--- begin SUPPLIED DATA ---

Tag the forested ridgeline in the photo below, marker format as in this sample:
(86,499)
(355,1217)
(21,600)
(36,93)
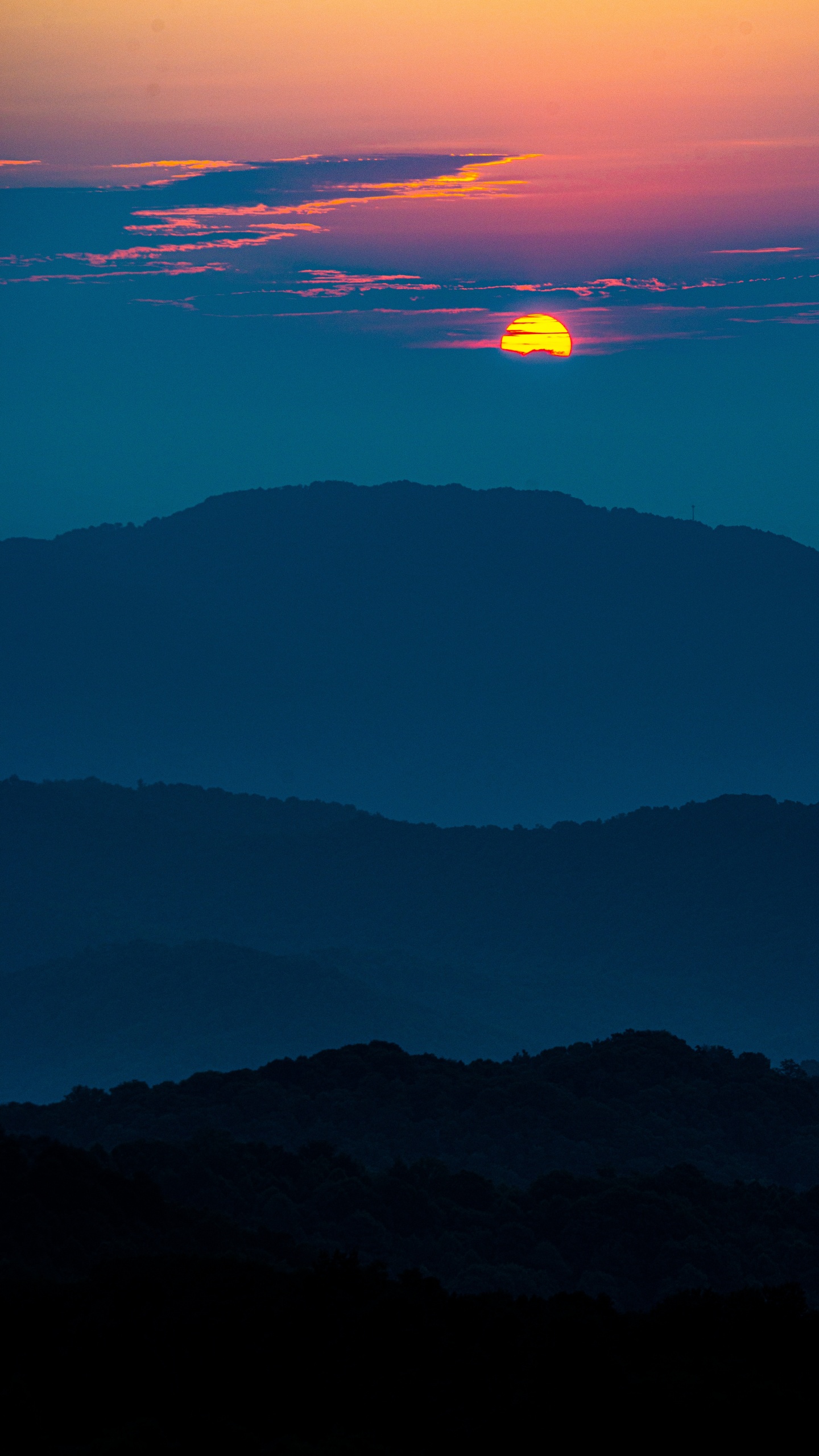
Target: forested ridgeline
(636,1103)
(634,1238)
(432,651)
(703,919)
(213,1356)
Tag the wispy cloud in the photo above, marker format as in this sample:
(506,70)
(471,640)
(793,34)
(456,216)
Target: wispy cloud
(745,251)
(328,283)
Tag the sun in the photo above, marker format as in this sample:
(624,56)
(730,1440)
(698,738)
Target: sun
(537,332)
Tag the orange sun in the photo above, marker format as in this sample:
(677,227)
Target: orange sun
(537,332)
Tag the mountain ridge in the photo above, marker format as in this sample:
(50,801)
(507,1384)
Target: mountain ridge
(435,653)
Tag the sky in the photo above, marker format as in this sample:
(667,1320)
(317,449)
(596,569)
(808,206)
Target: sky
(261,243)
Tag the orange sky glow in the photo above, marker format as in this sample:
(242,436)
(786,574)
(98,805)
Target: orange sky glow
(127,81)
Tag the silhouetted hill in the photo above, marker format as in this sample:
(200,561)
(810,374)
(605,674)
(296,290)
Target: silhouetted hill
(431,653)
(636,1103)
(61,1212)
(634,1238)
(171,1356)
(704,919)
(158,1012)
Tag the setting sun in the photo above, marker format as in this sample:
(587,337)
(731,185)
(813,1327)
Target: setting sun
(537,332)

--- end SUPPLIED DATA ---

CHALLENGE –
Echo all of the entries above line for line, leaving out the pictures.

WORKED SOLUTION –
Tag the forested ridgeline in the photo below, marker format as in this sample:
(86,499)
(355,1217)
(21,600)
(36,93)
Target: forested ridgeline
(636,1103)
(634,1238)
(432,651)
(703,919)
(213,1356)
Tag the wispy cloud in the photo above, marker format as in this sample:
(506,70)
(471,640)
(793,34)
(456,216)
Target: wispy cloud
(745,251)
(328,283)
Tag the sun in the photo above, marker format as in this sample:
(624,56)
(730,1440)
(698,738)
Target: sun
(537,332)
Tag the orange sun in the photo above, marker format as in this sample:
(677,227)
Target: orange sun
(537,332)
Tag the mountain ridge in the photo above, marker format as in this sample:
(50,801)
(507,1384)
Target: mountain ridge
(435,653)
Tag the sky in the photo above, marker format as in this sample:
(667,1320)
(317,449)
(596,569)
(808,206)
Target: sky
(261,243)
Tag the orange sky glow in the photo above, marker format as in this sample:
(242,436)
(786,574)
(98,805)
Target: orange sky glow
(127,81)
Tag the silhouetted hill in the photo above, marker format as in this sample:
(200,561)
(810,374)
(605,674)
(296,290)
Target: silhouetted hill
(431,653)
(636,1103)
(61,1212)
(634,1238)
(171,1356)
(704,919)
(158,1012)
Tag the setting sun in the photo above, marker format as in this sample:
(587,337)
(731,185)
(813,1327)
Target: setting sun
(537,332)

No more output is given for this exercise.